• SET PROBLEM: Retype the forum post below about a UBO performance drop word for word, from its title to its final line.
----- DOCUMENT SECTION
UBO performance drop

Greetings,

I tried to optimize my application using UBOs in the following way:
Scenario: About 500 drawcalls per frame, triangle strips with glDrawArrays, one draw call something between 5000-50000 triangles, about 30 different VBOs. Each vertex has about 13 bytes of attributes. No textures as of current. Each draw call has several glUniform calls which I have completely eliminated except for one glUniformMatrix* call that sets the mvp matrix. In order to eliminate that last call, I tried the following:

  • Created an UBO with GL_DYNAMIC_DRAW parameter. This UBO holds a set of 256 4x4 float matrices.
----------
----- SUPPLIED INFORMATION
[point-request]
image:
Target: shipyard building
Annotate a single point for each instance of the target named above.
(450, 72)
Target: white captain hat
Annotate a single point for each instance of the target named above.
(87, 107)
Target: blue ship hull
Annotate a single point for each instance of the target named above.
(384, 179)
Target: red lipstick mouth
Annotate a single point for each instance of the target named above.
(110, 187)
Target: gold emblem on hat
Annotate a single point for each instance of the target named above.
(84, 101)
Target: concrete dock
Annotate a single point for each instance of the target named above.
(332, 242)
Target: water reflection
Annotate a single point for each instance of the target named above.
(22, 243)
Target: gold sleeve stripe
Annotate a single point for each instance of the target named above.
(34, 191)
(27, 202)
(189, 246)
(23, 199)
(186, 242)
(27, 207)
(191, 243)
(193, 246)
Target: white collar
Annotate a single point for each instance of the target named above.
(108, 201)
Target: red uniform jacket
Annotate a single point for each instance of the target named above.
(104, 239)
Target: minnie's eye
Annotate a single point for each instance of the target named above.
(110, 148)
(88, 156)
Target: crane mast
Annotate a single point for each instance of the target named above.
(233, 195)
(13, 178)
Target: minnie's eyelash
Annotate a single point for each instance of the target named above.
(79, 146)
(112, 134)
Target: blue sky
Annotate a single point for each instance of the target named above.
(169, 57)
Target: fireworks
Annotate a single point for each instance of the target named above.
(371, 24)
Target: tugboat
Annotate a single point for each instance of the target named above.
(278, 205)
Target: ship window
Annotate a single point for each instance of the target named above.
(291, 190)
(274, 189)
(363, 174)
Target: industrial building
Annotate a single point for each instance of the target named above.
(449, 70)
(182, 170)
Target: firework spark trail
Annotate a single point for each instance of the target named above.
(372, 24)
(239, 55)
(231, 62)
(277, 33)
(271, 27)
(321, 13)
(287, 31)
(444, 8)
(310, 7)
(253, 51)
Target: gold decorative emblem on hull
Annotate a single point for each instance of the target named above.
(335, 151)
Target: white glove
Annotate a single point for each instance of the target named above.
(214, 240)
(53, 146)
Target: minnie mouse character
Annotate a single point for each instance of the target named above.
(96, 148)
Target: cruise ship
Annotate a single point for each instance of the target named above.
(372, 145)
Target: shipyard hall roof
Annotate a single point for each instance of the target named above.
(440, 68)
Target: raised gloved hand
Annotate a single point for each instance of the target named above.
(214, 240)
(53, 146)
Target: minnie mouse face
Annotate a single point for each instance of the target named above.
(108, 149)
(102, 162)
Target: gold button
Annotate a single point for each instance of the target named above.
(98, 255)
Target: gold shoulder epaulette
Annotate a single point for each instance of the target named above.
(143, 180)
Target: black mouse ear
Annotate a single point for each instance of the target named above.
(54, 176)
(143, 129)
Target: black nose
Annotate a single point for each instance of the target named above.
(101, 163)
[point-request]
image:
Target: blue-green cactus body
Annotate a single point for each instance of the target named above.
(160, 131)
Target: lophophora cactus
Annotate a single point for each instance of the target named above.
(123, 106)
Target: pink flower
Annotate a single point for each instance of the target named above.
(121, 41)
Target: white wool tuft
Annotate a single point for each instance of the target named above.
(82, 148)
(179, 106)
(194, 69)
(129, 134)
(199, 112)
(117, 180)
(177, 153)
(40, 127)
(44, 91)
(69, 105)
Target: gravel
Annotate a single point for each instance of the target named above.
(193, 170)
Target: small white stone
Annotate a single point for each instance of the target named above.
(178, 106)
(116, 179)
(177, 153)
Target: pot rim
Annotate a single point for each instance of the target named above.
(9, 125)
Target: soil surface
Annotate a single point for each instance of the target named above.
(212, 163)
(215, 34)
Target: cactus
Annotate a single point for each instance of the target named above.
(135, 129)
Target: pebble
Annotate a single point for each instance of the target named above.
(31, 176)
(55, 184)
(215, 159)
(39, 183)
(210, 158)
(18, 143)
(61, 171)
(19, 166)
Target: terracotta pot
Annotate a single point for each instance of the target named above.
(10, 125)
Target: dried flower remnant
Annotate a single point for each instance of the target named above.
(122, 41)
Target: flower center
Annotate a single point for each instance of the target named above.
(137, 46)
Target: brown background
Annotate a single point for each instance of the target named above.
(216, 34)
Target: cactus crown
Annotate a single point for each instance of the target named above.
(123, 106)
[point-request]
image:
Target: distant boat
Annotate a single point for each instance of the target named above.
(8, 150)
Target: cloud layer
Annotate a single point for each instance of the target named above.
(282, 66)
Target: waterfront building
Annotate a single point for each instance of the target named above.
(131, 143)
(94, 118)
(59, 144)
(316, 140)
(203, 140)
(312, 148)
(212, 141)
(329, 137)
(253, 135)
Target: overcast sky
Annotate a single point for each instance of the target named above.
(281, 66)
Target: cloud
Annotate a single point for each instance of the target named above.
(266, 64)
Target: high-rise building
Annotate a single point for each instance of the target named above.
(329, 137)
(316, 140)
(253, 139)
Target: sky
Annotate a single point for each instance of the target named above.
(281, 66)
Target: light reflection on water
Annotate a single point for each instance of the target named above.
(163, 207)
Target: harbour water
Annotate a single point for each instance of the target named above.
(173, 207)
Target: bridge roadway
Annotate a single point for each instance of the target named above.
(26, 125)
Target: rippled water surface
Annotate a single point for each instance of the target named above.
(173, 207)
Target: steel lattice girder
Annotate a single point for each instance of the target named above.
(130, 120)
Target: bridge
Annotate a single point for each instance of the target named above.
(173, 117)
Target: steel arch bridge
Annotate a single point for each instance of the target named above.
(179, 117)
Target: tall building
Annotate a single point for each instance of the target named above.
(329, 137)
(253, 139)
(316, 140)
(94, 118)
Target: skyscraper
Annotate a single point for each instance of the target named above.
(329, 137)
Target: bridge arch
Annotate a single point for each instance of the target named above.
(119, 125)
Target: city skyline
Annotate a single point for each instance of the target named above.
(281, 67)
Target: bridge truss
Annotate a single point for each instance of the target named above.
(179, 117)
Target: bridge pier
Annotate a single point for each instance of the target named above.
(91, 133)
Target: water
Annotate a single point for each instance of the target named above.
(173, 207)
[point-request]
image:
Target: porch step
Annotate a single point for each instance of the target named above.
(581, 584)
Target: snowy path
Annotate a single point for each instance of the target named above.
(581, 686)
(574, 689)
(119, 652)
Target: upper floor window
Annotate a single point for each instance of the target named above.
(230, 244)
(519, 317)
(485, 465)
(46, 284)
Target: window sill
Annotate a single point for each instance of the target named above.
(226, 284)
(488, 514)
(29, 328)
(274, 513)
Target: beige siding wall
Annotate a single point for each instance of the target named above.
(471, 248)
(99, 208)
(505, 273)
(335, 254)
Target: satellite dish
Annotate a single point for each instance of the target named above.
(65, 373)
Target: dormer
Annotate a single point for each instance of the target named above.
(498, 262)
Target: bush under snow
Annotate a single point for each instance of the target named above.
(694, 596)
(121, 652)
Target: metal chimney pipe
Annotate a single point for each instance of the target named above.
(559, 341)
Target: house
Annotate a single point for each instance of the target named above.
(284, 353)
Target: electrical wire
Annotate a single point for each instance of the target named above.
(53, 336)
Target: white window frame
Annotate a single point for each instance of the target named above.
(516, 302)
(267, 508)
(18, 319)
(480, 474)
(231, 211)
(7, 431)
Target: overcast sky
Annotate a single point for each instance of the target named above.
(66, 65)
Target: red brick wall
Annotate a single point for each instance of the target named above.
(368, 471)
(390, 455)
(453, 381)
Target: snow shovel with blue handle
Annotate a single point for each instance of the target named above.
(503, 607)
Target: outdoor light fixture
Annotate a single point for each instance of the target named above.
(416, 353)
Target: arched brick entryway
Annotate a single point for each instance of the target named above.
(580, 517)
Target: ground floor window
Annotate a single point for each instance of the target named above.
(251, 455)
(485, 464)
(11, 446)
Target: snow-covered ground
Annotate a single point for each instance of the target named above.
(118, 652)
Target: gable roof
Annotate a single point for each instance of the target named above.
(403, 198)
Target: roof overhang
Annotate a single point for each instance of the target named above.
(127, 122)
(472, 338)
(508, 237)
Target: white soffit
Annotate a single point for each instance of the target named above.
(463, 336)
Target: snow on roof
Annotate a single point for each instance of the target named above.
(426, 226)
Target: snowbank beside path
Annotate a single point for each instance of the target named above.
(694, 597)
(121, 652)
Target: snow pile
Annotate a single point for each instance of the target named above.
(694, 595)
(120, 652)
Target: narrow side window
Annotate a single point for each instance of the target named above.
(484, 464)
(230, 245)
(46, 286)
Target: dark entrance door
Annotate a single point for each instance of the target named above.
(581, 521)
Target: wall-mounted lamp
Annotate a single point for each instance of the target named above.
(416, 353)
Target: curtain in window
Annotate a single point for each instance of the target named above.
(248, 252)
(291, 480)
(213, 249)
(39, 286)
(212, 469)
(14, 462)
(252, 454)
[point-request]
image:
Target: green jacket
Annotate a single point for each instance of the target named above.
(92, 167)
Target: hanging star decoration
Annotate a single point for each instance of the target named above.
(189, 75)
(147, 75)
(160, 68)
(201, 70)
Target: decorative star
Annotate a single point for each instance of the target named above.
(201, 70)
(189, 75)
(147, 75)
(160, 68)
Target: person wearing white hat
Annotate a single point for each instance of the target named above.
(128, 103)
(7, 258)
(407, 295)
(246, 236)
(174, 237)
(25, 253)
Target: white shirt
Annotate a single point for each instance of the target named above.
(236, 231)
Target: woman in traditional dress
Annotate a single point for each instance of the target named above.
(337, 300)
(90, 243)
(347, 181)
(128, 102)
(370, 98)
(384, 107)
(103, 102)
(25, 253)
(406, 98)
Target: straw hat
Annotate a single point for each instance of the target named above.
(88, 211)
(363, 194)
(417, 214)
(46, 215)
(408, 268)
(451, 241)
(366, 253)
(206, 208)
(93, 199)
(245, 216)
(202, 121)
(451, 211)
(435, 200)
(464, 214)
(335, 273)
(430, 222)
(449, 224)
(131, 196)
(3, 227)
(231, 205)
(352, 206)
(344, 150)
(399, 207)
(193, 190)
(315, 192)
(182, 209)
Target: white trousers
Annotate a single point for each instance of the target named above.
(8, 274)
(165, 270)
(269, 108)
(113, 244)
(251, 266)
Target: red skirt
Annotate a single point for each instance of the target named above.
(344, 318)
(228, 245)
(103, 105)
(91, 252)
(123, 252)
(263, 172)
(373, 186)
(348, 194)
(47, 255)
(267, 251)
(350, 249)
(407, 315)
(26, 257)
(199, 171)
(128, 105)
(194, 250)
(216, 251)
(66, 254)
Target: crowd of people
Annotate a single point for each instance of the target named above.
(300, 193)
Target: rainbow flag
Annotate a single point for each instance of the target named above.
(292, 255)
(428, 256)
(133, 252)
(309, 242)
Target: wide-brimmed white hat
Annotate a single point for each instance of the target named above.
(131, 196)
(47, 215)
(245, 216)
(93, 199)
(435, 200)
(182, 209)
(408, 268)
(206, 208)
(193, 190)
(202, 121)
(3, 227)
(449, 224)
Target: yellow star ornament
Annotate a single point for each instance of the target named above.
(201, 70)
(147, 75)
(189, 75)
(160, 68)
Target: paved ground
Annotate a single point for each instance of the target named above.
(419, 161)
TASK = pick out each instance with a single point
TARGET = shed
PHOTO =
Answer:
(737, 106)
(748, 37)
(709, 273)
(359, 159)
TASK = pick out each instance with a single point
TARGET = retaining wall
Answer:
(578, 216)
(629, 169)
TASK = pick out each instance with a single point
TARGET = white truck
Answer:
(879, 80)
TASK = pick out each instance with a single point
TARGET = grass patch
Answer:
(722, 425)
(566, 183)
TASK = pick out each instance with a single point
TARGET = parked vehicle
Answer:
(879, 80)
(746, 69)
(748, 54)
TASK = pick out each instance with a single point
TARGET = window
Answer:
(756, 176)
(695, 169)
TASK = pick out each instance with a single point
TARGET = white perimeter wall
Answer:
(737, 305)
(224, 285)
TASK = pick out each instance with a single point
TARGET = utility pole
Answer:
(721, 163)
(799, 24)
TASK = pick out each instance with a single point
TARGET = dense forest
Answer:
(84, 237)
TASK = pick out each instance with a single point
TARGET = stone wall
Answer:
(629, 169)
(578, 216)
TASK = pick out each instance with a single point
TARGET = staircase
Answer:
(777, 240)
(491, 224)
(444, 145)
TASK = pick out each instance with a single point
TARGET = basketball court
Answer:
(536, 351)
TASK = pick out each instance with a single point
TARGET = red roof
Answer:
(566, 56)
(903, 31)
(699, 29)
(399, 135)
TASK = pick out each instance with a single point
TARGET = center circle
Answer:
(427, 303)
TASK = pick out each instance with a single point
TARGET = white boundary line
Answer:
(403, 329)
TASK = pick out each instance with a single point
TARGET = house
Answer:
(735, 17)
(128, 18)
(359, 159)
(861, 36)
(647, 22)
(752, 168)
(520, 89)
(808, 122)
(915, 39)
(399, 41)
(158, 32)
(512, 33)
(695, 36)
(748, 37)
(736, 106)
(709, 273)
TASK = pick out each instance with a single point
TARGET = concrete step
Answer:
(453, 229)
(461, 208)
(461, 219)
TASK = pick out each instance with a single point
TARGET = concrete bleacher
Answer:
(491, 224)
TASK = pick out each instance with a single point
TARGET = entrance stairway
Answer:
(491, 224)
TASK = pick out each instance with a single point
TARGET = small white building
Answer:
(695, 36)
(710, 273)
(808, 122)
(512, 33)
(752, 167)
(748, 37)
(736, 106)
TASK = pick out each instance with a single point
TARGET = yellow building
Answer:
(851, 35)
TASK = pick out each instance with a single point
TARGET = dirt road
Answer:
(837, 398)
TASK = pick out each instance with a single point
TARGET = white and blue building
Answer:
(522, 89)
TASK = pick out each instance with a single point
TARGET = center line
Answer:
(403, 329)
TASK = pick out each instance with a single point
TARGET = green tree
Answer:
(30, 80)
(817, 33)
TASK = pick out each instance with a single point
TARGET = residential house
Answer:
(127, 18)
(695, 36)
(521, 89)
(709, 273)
----------
• RESULT:
UBO performance drop

Greetings,

I tried to optimize my application using UBOs in the following way:
Scenario: About 500 drawcalls per frame, triangle strips with glDrawArrays, one draw call something between 5000-50000 triangles, about 30 different VBOs. Each vertex has about 13 bytes of attributes. No textures as of current. Each draw call has several glUniform calls which I have completely eliminated except for one glUniformMatrix* call that sets the mvp matrix. In order to eliminate that last call, I tried the following:

  • Created an UBO with GL_DYNAMIC_DRAW parameter. This UBO holds a set of 256 4x4 float matrices.